### TEXTE FOURNI
Maroc: les leçons de l’affaire Raissouni edit

10 décembre 2019

Le 31 août 2019, une journaliste, Hajar Raissouni, nièce d’un « alim », virulent critique des institutions marocaines, est arrêtée au sortir d’une clinique où elle aurait subi un avortement. La police la contraint à une « expertise médicale » qui conclut à sa culpabilité. Son fiancé, un ressortissant soudanais, est arrêté ainsi que l’équipe médicale accusée d’avoir pratiqué l’avortement. La journaliste est poursuivie pour avortement et relations sexuelles illégales. Au Maroc, on ne peut avoir de relations sexuelles qu’avec son épouse ou son époux. Toute autre activité sexuelle tombe sous le coup d’un article du Code pénal l’assortissant d’une peine de prison. Rapidement jugée en première instance et malgré les nombreux arguments soulevés par la défense sur la constitution des faits, la journaliste est condamnée, le 30 septembre,  à un an de prison ferme ainsi que son fiancé ; le médecin accusé d’avoir pratiqué l’avortement est condamné à deux ans de prison ferme.

### CONSIGNES
a. Dans le texte sur l'affaire Raissouni, à quelle peine le médecin accusé d'avoir pratiqué l'avortement est-il condamné ?
b. Poursuivez, s'il vous plaît, le texte sur l'affaire Raissouni après sa dernière phrase.
La liste est un document à part, indépendant du texte sur l'affaire Raissouni.

### Liste enregistrée
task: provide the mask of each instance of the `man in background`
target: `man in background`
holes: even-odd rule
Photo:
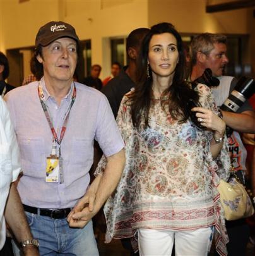
[[[108,99],[115,118],[117,117],[123,96],[136,85],[138,59],[143,40],[149,31],[149,28],[139,28],[129,34],[126,40],[128,65],[124,66],[119,75],[109,81],[102,90]],[[100,151],[97,154],[100,154]],[[100,157],[97,159],[100,159]],[[139,255],[139,252],[134,253],[129,238],[122,239],[121,243],[123,247],[130,252],[130,255]]]
[[[82,83],[101,90],[103,84],[99,78],[102,68],[100,65],[95,64],[91,67],[90,75],[84,78]]]
[[[119,74],[121,70],[121,65],[118,62],[116,61],[112,63],[110,70],[111,75],[104,79],[103,86],[106,85],[111,79],[116,77]]]
[[[112,78],[102,90],[108,99],[115,118],[123,96],[136,85],[138,58],[143,39],[149,31],[149,28],[139,28],[129,34],[126,40],[128,65],[124,66],[119,75]]]
[[[5,82],[9,76],[9,62],[6,56],[0,52],[0,95],[3,97],[4,94],[15,87]]]

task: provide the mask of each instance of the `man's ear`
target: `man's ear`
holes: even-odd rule
[[[196,54],[197,61],[203,63],[206,59],[206,55],[202,52],[198,52]]]
[[[129,47],[128,49],[128,54],[129,56],[129,58],[133,59],[134,61],[136,59],[138,53],[136,50],[133,47]]]
[[[42,61],[43,61],[43,59],[42,59],[42,58],[40,56],[40,54],[38,54],[37,56],[37,61],[40,63],[42,63]]]

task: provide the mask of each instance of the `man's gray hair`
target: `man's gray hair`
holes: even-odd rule
[[[227,44],[227,37],[219,34],[203,33],[194,37],[190,45],[191,63],[196,63],[196,56],[198,52],[208,55],[214,48],[213,44],[222,43]]]

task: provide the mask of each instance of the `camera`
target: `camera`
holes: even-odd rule
[[[235,113],[254,93],[254,80],[252,78],[242,76],[220,109],[224,111]],[[230,127],[227,126],[226,134],[228,137],[231,136],[232,132],[233,130]]]
[[[235,113],[254,93],[254,80],[252,78],[242,76],[220,109],[225,111]]]

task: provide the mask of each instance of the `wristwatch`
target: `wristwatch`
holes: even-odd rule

### RÉPONSES NUMÉROTÉES
a. À deux ans de prison ferme.

b.
Ces condamnations provoquent un tollé à l’intérieur, dans la frange libérale de la société, et, bien évidemment, à l’extérieur. Au-delà du sort de la jeune femme et de son fiancé, la question est de nouveau posée du respect des libertés individuelles dans le Royaume, où tout couple non marié est hors la loi et où l’homosexualité est passible de prison. La contradiction apparaît ainsi forte entre l’état du droit et l’image de modernité et de tolérance que le Maroc s’attache à projeter sur la scène internationale. En l’espace de quelques jours, la célérité de la justice a conduit à assimiler le pays à l’Arabie saoudite, ce qui est injuste, et profite aux contempteur inconditionnels du Royaume.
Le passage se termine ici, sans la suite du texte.